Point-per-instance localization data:
- - - -

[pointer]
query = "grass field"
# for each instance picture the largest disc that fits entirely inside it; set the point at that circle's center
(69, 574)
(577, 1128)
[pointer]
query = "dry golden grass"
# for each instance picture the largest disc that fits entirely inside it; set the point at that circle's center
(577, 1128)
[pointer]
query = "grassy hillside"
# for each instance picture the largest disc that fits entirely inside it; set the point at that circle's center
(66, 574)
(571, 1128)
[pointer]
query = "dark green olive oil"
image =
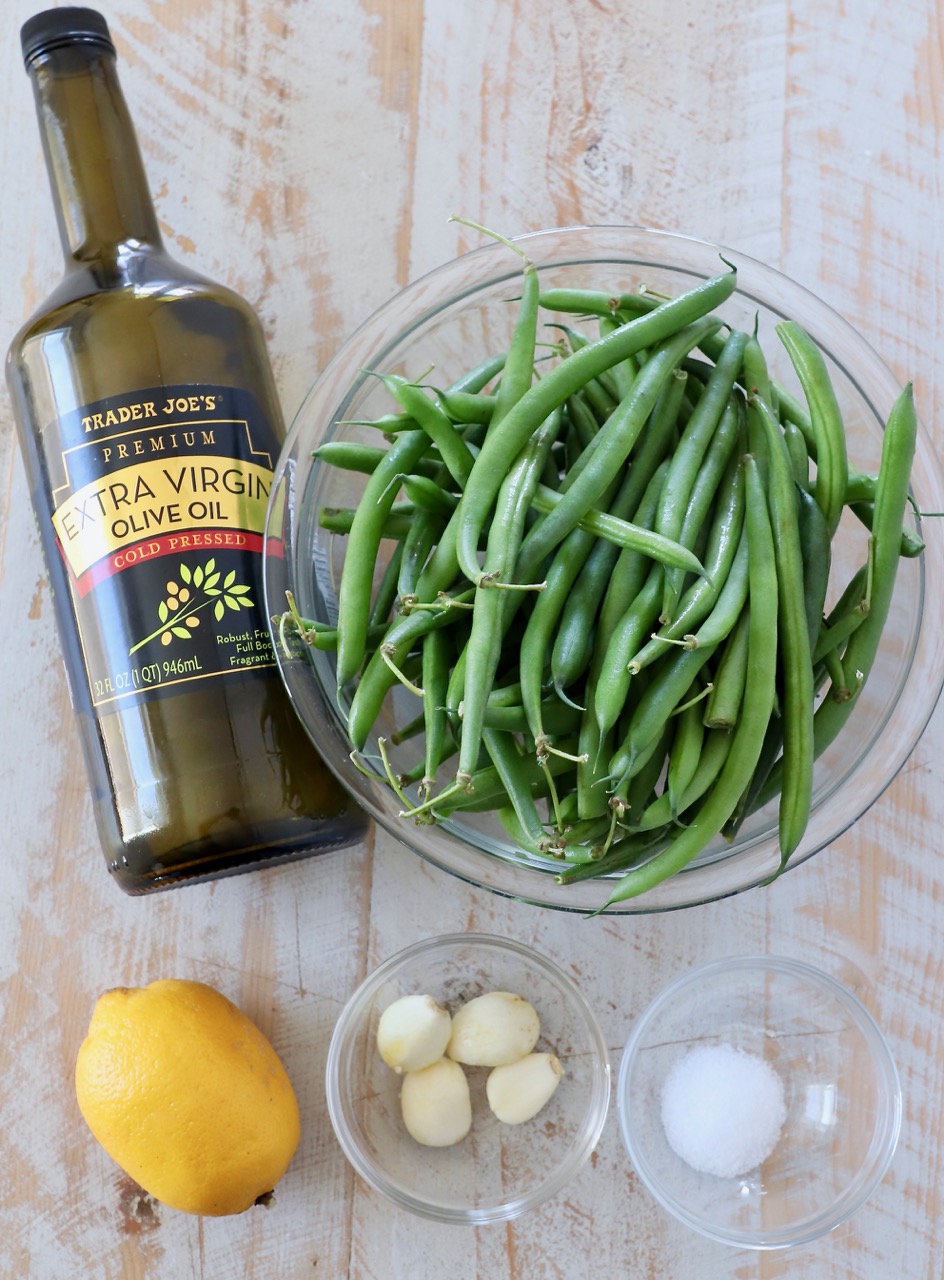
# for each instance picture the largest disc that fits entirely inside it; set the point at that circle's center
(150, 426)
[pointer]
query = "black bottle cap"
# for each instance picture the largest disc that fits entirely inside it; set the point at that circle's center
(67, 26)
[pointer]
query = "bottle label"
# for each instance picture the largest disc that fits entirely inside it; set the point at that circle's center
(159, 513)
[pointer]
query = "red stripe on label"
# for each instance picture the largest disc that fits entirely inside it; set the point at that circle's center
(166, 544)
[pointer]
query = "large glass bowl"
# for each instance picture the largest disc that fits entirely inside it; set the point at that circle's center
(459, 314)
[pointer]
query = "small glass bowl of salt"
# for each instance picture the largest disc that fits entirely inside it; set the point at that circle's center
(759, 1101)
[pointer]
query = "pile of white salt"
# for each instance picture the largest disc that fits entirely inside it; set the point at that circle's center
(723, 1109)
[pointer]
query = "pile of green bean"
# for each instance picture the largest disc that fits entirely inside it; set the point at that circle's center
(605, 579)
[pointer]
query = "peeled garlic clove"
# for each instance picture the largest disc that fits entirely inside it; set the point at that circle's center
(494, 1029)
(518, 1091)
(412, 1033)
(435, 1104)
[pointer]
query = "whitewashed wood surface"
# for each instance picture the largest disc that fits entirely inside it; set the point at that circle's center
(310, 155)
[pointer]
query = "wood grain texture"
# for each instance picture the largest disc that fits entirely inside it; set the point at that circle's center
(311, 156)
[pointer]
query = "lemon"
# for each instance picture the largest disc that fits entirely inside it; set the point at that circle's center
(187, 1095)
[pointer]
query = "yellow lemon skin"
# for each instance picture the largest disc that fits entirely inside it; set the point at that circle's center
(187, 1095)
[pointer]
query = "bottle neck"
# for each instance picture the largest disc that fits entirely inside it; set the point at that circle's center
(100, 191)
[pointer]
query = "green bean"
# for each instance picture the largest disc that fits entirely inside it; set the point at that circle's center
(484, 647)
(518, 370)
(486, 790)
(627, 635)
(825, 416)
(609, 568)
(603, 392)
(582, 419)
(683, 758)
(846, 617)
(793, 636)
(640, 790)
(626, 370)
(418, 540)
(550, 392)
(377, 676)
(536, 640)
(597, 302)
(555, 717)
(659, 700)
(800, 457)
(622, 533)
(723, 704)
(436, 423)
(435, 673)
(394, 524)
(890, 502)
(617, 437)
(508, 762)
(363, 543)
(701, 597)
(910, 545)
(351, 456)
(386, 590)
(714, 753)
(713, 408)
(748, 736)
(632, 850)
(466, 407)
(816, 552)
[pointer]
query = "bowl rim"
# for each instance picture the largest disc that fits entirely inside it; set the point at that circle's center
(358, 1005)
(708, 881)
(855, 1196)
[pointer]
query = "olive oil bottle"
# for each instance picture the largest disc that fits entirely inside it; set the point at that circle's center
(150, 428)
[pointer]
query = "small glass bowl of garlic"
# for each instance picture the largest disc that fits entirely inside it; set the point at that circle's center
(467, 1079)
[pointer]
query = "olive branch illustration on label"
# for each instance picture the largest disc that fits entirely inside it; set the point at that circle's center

- - - -

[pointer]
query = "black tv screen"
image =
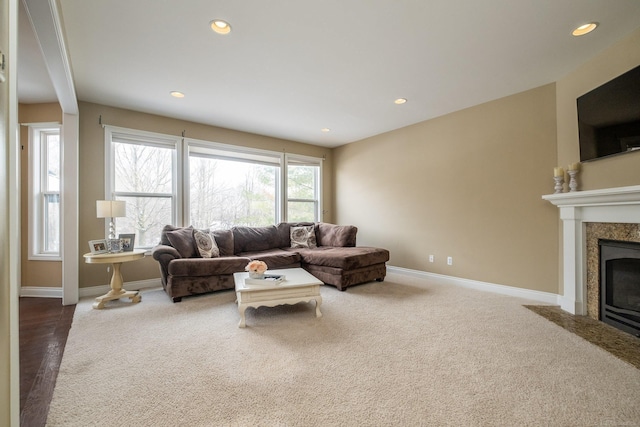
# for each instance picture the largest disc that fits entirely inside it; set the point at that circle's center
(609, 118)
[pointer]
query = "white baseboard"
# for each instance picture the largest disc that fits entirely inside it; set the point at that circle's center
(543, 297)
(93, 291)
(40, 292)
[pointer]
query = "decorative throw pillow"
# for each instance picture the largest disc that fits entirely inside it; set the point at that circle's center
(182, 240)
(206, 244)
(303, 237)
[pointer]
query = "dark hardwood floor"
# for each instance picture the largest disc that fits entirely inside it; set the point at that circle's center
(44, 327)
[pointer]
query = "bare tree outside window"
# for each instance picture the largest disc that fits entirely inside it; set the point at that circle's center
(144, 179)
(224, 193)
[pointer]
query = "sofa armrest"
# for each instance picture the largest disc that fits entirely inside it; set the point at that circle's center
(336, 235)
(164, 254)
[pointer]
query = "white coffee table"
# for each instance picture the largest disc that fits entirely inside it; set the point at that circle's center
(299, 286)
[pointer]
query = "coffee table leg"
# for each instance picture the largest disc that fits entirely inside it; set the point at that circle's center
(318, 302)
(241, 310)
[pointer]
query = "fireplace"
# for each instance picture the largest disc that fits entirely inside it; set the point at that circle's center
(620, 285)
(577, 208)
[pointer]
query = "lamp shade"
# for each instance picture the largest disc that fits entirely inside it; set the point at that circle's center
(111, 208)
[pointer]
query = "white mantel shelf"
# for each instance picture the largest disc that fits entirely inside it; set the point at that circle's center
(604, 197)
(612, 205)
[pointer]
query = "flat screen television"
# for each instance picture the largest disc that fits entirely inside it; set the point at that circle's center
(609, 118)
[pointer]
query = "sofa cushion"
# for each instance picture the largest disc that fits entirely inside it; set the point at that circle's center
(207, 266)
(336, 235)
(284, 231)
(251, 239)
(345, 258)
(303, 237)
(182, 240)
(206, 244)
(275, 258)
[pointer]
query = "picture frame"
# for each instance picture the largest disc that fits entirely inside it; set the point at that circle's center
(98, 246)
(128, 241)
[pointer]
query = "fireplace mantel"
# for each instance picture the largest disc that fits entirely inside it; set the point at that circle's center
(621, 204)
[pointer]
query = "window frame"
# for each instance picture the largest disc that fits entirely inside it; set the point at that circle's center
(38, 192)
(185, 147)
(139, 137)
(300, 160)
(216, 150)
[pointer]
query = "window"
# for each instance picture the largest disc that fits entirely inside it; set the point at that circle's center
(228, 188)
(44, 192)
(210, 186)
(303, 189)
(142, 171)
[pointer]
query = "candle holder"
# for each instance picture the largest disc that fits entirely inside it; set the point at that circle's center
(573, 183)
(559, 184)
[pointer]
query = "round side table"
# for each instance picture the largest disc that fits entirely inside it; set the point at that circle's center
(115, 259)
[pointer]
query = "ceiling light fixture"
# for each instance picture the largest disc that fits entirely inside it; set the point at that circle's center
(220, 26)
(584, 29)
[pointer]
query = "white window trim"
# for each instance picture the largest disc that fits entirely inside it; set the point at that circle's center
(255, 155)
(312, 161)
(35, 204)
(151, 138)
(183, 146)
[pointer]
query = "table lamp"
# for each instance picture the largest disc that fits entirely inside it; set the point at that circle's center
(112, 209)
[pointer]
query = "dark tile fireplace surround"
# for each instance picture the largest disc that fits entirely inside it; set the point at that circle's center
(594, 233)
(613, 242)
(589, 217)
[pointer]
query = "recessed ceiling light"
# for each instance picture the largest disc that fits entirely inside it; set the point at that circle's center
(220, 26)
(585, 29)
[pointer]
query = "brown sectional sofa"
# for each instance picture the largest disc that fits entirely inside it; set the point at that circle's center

- - - -

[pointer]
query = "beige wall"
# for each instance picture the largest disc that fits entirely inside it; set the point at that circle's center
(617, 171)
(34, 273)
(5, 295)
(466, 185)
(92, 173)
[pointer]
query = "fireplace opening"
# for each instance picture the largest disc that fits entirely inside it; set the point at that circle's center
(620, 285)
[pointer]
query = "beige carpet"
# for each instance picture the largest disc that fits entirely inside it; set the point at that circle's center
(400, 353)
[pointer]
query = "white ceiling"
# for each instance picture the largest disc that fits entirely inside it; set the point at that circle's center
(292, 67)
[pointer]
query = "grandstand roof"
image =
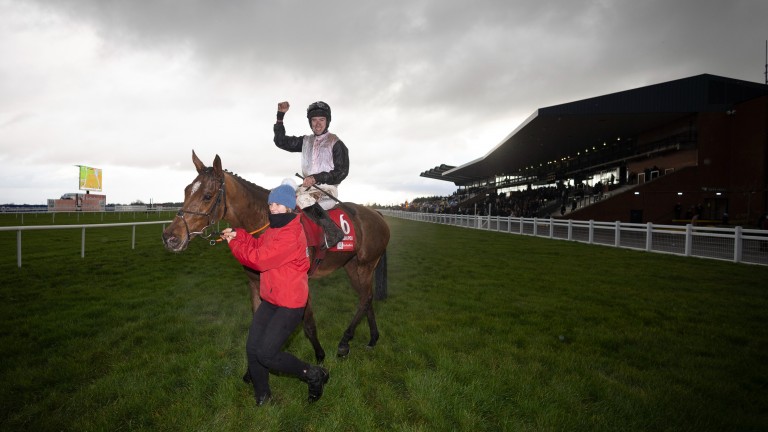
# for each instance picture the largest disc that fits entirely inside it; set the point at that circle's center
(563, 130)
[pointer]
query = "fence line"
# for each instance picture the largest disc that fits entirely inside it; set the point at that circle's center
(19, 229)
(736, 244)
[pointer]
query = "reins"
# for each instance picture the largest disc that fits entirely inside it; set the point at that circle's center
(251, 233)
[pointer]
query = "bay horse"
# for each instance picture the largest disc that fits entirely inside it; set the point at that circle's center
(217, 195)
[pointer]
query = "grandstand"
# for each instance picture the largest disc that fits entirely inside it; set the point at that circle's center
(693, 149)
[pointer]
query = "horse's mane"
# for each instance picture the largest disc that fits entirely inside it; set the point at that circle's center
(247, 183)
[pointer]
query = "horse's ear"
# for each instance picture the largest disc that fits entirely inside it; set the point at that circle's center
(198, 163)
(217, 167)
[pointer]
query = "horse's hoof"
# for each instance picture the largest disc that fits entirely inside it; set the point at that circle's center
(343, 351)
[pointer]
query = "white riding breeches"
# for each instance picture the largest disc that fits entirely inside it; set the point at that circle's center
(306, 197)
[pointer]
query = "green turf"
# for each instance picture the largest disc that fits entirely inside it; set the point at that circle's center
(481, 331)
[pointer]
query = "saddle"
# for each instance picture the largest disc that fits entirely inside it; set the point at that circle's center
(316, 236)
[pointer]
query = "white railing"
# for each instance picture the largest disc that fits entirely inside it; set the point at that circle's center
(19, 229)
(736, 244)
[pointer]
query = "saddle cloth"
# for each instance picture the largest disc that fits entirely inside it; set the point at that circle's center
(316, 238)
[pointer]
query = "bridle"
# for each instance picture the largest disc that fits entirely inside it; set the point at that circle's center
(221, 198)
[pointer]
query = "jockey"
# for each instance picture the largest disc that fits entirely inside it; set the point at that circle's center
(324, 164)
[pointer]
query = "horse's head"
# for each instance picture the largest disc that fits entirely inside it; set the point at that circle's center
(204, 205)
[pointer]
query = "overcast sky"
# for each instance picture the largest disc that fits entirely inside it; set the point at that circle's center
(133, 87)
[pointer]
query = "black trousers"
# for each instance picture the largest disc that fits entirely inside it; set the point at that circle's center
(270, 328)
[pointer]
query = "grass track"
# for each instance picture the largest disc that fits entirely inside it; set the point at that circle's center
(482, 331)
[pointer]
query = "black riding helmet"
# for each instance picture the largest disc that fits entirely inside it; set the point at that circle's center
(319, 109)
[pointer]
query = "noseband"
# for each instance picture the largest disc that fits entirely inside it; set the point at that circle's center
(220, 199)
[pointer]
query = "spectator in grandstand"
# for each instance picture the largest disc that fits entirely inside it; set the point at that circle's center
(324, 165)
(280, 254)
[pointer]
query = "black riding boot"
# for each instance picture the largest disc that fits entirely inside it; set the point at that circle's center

- - - -

Problem to solve:
Check each line of the data above for the word "salt" and copy the ones where it is found.

Response:
query = "small glass bowl of salt"
query = "pile of white salt"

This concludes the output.